> **TASK DETAILS**
Reproduce verbatim all of the data given below, but do not carry over the images.

> **DATA UNDER STUDY**
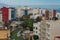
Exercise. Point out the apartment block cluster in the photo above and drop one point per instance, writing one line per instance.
(10, 13)
(40, 28)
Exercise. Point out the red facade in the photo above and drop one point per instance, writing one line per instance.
(47, 14)
(54, 13)
(5, 15)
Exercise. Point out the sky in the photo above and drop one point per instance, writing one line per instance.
(51, 3)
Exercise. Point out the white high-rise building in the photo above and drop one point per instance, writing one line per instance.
(45, 30)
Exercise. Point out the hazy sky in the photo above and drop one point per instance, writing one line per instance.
(31, 2)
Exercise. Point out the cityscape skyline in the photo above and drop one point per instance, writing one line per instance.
(55, 4)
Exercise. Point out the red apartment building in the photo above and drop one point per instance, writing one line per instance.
(5, 14)
(54, 13)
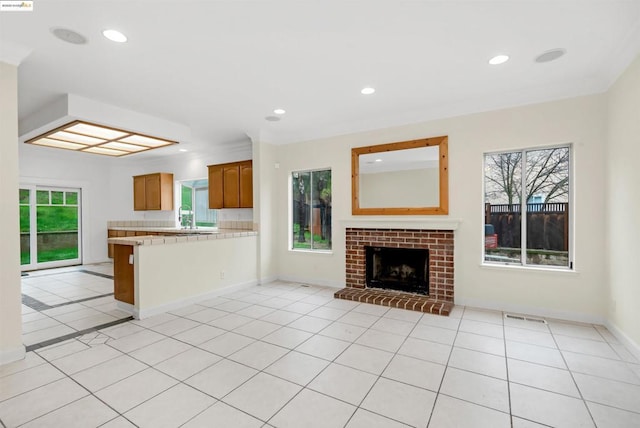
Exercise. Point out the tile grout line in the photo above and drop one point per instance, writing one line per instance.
(506, 366)
(438, 393)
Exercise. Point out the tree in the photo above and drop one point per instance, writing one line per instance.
(546, 175)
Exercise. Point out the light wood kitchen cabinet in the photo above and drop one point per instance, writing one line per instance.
(153, 192)
(246, 184)
(123, 274)
(216, 188)
(231, 185)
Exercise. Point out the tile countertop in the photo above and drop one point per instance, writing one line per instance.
(173, 230)
(190, 235)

> **WRITTEN REPLY**
Exercise. Point out the apartment block cluster in the photo above and drop one point per instance, writing one line per instance.
(10, 13)
(40, 28)
Exercise. Point out the red facade in the photo above and drop one point per instance, writing one line per instance.
(47, 14)
(54, 13)
(5, 15)
Exercise. Point out the sky in the photo above and drop one point per instance, writing one line per instance.
(51, 3)
Exercise. Point out the white high-rise building in the photo above and drop one point per instance, writing one line per instance.
(45, 30)
Exercise. Point out the hazy sky in the photo above and drop one point per instance, writing one line per instance.
(31, 2)
Exercise. Point out the cityscape skyline in the photo above and drop one point per instance, writing one line per instance.
(55, 4)
Exercise. Point out the red apartment building in the photo above and drop one point per instance, writing one line per instance.
(5, 14)
(54, 13)
Exercise. Point out the tile grout line in the photo above and drop one point per instance, writing one line per instance.
(506, 366)
(438, 393)
Exercise. Point out the tree in the photo above and drop one point per instance, writing one line per instance.
(546, 175)
Exercise. Point out the light wood kitchen cabinet in the photo above and drop one point per instance, writing one line per instance.
(153, 192)
(246, 184)
(123, 274)
(216, 188)
(231, 185)
Exercise. Point out the tile countertop in the photo above and drop one point per instance, writing one line per instance.
(173, 230)
(190, 235)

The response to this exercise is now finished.